_ANFORDERUNG_
Schreiben Sie aus dem Seitenauszug den Abschnitt ab, der bei den Worten „Mit dem angefochtenen“ einsetzt und nach den Worten „13.6.2014 bis 13.8.2015.“ endet.

Der Klägerin wurden diesem Beschluss entsprechend bei der rückwirkenden Einstufung ab 1.10.2010 vier Jahre Vordienstzeiten angerechnet. Sie wurde in die Verwendungsgruppe B, Gehaltsgruppe B1 lit.b eingestuft. Eine Zusage über eine höhere Anrechnung hat sie nie erhalten.
Mit dem angefochtenen Urteil wies das Arbeits- und Sozialgericht Wien das Klagebegehren ab. Dagegen richtet sich die Berufung der Klägerin an das Oberlandesgericht Wien.
VII. Vorbringen der Klägerin
Die Klägerin begehrt von der beklagten Partei die Zahlung von zuletzt EUR 2.727,20 samt Zinsen an Entgeltdifferenz für den Zeitraum 13.6.2014 bis 13.8.2015.
Sie bringt vor, sie sei bei der beklagten Partei als senior lecturer/postdoc beschäftigt, das Dienstverhältnis unterliege den Bestimmungen des Rahmenkollektivvertrags für ArbeitnehmerInnen an Universitäten [in der Folge kurz: Kollektivvertrag]. Die beklagte Partei habe die facheinschlägigen Vordienstzeiten der Klägerin (8,5 Jahre bei der beklagten Partei und fünf Jahre an der Universität München) bei der Einstufung nicht zur Gänze berücksichtigt, sondern nur vier Jahre. Die Klägerin sei bis 31.12.2014 in die Entgeltstufe gemäß § 49 Abs 3 lit b und ab 1.1.2015 in die Entgeltstufe gemäß § 49 Abs 3 lit c des Kollektivvertrags eingestuft worden, richtigerweise wäre sie jedoch von Anfang an in die Entgeltstufe gemäß § 49 Abs. 3 lit. d einzureihen gewesen. Die Differenzierung zwischen bei unterschiedlichen Arbeitgebern zurückgelegten Beschäftigungszeiten behindere die Freizügigkeit der Arbeitnehmer innerhalb der Union. Diese Bestimmungen seien geeignet, Wanderarbeitnehmer daran zu hindern oder davon abzuhalten, ihr Herkunftsland zu verlassen und von ihrem Recht auf Freizügigkeit Gebrauch zu machen und stellten damit eine Beeinträchtigung der unionsrechtlich garantierten Freizügigkeit der Wanderarbeitnehmer da.

_BEREITGESTELLTE DATEN_
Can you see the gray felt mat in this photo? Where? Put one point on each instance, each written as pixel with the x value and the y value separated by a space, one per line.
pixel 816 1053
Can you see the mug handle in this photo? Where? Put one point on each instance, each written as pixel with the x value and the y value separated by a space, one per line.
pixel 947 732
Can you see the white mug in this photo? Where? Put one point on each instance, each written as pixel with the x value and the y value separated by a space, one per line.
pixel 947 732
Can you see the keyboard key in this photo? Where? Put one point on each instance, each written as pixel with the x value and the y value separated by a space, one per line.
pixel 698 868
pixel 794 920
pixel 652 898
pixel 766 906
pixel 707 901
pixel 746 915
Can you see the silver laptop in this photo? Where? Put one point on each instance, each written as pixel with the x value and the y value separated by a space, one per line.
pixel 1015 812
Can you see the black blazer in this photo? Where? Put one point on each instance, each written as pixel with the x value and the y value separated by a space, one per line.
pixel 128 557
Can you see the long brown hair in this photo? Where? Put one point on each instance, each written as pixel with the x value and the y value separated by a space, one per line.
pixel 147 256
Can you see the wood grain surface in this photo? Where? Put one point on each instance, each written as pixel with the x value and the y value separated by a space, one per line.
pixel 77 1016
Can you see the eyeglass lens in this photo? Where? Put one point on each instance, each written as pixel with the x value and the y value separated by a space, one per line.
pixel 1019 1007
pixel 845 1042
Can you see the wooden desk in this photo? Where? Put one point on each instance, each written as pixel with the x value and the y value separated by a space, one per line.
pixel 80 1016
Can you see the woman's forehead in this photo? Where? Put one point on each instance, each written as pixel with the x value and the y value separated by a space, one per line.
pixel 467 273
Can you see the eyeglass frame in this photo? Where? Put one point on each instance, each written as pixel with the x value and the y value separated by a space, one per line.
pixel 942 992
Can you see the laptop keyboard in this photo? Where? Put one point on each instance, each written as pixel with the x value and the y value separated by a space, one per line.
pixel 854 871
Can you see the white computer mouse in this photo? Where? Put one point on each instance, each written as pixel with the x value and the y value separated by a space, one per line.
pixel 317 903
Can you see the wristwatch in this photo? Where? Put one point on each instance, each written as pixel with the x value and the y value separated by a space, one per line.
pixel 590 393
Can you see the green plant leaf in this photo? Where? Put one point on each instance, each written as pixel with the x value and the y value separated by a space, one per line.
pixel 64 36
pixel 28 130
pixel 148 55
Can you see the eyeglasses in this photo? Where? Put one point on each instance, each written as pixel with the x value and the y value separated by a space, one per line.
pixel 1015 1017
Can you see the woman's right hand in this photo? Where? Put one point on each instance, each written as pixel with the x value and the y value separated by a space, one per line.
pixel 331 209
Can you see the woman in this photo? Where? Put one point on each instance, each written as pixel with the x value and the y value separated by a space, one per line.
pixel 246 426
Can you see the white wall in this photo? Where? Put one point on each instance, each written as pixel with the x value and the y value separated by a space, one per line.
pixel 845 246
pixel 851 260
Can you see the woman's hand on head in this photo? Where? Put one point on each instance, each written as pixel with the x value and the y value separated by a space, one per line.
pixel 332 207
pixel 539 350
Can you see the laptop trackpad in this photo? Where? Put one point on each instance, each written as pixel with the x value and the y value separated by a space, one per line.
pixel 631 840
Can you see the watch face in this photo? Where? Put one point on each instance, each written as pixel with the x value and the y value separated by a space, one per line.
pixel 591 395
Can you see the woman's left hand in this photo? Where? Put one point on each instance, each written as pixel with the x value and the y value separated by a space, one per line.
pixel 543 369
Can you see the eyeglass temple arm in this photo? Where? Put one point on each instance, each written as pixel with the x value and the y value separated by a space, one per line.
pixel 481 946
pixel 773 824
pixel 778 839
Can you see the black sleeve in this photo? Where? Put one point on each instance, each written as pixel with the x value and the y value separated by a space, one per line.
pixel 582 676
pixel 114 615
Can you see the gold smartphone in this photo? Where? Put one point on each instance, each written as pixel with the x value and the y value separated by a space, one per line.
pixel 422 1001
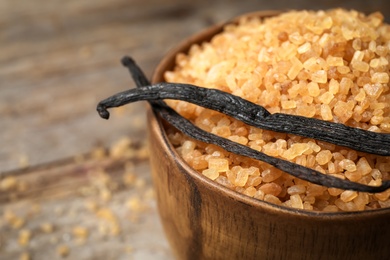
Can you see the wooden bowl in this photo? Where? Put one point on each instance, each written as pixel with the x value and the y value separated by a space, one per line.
pixel 204 220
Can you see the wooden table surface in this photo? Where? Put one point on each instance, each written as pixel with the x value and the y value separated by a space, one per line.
pixel 59 187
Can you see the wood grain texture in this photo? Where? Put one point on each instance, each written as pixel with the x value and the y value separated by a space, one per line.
pixel 204 220
pixel 57 60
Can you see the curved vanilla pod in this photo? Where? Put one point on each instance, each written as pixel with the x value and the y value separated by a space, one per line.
pixel 185 126
pixel 257 116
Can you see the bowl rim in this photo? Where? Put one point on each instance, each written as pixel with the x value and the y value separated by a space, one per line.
pixel 157 124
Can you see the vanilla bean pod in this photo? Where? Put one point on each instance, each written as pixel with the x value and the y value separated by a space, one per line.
pixel 192 131
pixel 255 115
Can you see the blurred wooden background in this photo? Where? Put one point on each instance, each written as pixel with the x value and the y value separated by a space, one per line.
pixel 57 60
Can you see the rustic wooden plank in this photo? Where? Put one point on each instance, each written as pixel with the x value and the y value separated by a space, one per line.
pixel 58 59
pixel 98 208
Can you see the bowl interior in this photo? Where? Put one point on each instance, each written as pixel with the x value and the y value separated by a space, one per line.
pixel 168 63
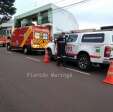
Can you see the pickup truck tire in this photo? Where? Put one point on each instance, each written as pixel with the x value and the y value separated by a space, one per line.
pixel 26 50
pixel 50 54
pixel 8 47
pixel 84 62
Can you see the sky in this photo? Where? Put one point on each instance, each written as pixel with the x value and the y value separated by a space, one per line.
pixel 91 14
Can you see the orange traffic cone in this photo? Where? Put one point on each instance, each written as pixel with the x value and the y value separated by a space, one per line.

_ERGEBNIS DER AUFGABE_
Mit dem angefochtenen Urteil wies das Arbeits- und Sozialgericht Wien das Klagebegehren ab. Dagegen richtet sich die Berufung der Klägerin an das Oberlandesgericht Wien.
VII. Vorbringen der Klägerin
Die Klägerin begehrt von der beklagten Partei die Zahlung von zuletzt EUR 2.727,20 samt Zinsen an Entgeltdifferenz für den Zeitraum 13.6.2014 bis 13.8.2015.